## Problem to solve
The data must be given again exactly as written, with all images omitted.

## Input records

• • • • • • •

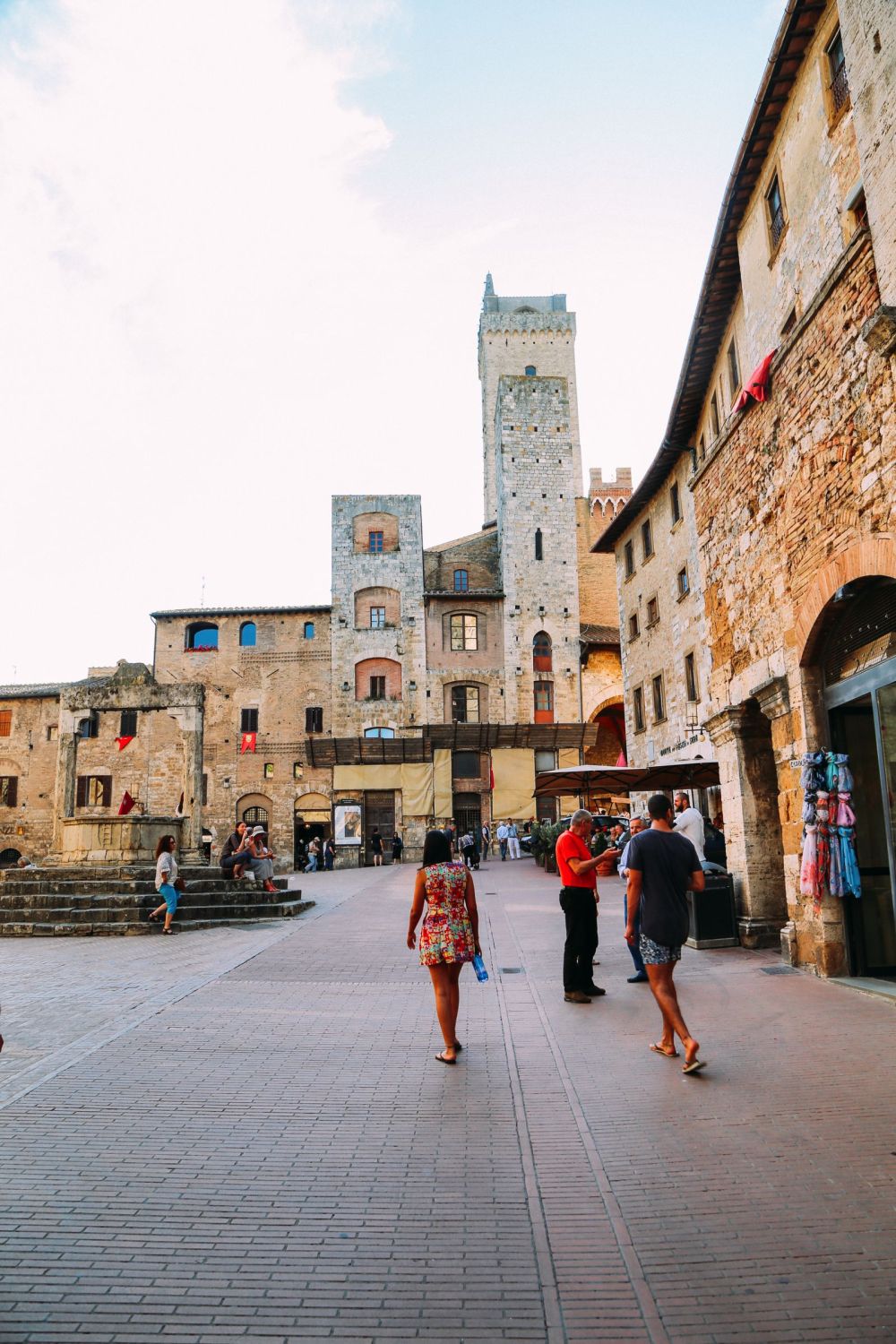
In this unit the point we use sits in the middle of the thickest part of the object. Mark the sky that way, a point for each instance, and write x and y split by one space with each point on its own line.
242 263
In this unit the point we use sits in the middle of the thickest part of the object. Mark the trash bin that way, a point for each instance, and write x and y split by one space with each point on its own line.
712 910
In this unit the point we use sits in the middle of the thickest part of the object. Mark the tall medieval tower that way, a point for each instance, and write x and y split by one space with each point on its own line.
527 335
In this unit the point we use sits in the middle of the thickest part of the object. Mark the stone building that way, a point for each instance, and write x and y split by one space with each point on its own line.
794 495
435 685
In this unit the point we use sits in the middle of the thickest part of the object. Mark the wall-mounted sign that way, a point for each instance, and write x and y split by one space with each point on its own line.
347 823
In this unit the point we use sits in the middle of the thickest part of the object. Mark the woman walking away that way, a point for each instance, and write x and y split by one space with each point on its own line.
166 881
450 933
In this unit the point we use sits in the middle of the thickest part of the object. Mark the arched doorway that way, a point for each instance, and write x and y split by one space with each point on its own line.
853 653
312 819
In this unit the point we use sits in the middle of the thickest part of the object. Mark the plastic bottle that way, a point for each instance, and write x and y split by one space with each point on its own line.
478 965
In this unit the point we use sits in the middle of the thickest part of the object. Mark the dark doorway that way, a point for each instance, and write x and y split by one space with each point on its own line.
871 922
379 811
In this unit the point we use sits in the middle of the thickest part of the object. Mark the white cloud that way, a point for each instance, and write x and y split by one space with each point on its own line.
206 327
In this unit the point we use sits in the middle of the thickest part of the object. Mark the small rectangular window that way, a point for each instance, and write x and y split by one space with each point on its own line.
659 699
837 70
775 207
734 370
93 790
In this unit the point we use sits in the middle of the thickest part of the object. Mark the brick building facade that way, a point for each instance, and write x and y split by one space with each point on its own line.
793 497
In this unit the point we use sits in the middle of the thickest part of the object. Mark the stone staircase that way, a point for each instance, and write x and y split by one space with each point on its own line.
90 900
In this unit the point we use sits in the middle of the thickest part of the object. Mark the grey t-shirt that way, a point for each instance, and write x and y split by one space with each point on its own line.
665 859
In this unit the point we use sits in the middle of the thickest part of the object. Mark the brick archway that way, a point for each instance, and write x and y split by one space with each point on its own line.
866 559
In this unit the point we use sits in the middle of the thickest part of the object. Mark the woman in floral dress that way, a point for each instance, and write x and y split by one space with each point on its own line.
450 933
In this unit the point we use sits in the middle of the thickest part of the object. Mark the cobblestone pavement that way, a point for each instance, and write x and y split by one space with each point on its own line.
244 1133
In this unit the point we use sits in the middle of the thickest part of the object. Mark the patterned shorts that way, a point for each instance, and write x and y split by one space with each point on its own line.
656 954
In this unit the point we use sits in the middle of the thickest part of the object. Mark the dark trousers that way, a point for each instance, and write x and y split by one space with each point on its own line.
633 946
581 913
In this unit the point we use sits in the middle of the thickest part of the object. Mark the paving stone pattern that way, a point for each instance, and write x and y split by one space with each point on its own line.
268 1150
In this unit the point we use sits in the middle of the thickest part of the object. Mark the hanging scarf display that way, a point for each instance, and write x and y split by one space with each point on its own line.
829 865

• • • • • • •

## Result
In this unit the point we use sits in the middle of the thickest part of the object. Mark the sky that way, a point for each instance, and write x and y split by one space with each point on its own line.
242 263
In this unit the point we use sits in the middle of the thickest part of the object. Mark the trash bin that way, a point for each instance, and write x and y split by one space with each point on its own line.
712 910
In this unit the point we use sits in the middle of the thickest part of the object. Mark the tall medieval tower that way, a point for each instance, and write x and y split by one space with each point on its own line.
527 335
In this unit the point we use sits in the middle of the thickest part of the object. Mark the stone building that way, a point for each instance, and write x and y split by one space with each point on its own line.
794 495
435 685
In this unit the point we use sits in the middle of the thickest part of the object. Mark the wall-mounted sign that way, a point for each instance, and write x and y split by one space with each point on its own line.
347 823
In this unit the point we use sits in the middle of the thickest part of the object. Mark the woman walking away that way, a point for each instance, and write x and y split by one space with each point on its own line.
166 881
450 933
In this unit the point we use sits in the middle of the thickest part of the object. Mark the arched doorway that way, a point for each instance, and write x and y split by one space with each point on its own line.
853 653
312 819
In this unit the point we use sits in the middle of the thickest part of the object. Mark the plastic bottle that way, a point for each instance, and write x and y split by one space with each point on its own line.
478 965
In this unit the point we use sits in the middle of the thickest part of the object. Mark the dark doorway that way, a point for each instance, and write x and y split by one space with each point on its own line.
871 922
379 811
In this unit the point we use sits in the middle of the thickest part of the object. Mark the white cloud that way, a point for each instance, and write x and y split by one space with each point on its own line.
206 327
In this unit the point we use sits in the middle of the thickest part of the object. Mark the small rectangular window that way, a point for each instance, and write x and y split by one space with each point on its own line.
659 699
837 70
775 207
734 370
93 790
In this unit the point we use sits in the middle of the thickest part of the object. Mark the brick building facade that way, a point for each instance, and write x and y split by one space with each point on its own line.
793 497
In this unit the point we use sits in the middle of the thickest part of the object. Mark the stone staircase that way, a point for each instance, and write x and y split by one space with each point on its own line.
90 900
In this unit the point we use sits in the middle of the thickest part of the object. Mark the grey t-shirt that way, a point for each instance, and write x and y split by one space with each point on its own line.
665 859
In this unit the point we use sits in the middle of the thickest part of the object. Mark the brick archway that way, a point for each instance, and write x and y split by one space with each point on its own line.
866 559
In this unit the point we use sits in the middle of the thickest part of the object. Mark the woman in floral dress that way, a point for each instance, and write x and y split by one space with each point on its own line.
450 933
In this unit the point we use sits in the middle of the thickest part of the object. Mark the cobblestone pavement that way, a point for each instance, and write x and y split by one space with each point on its own line.
244 1133
In this unit the point we use sits in the middle of the thickest part of the object. Mark the patterned shorts that way, a point for each instance, and write x and y split by one space with each point on its own line.
656 954
In this unit the point we use sits in the middle of the thickest part of the object. Mark the dark trousers that way, a point for each instance, and write x and y split by one space with each point on its own line.
633 946
581 913
In this unit the point we use sits in the middle of the thickest part of the object. Mark the paving stone pattern that way, a point for each instance, and write x and y split by one space with each point on its own line.
268 1150
In this unit the point we use sits in the middle of the thickest part of the object. Mark the hanging scarf display that way, a point for each instance, and write x and y split by one space with each point on its own line.
829 865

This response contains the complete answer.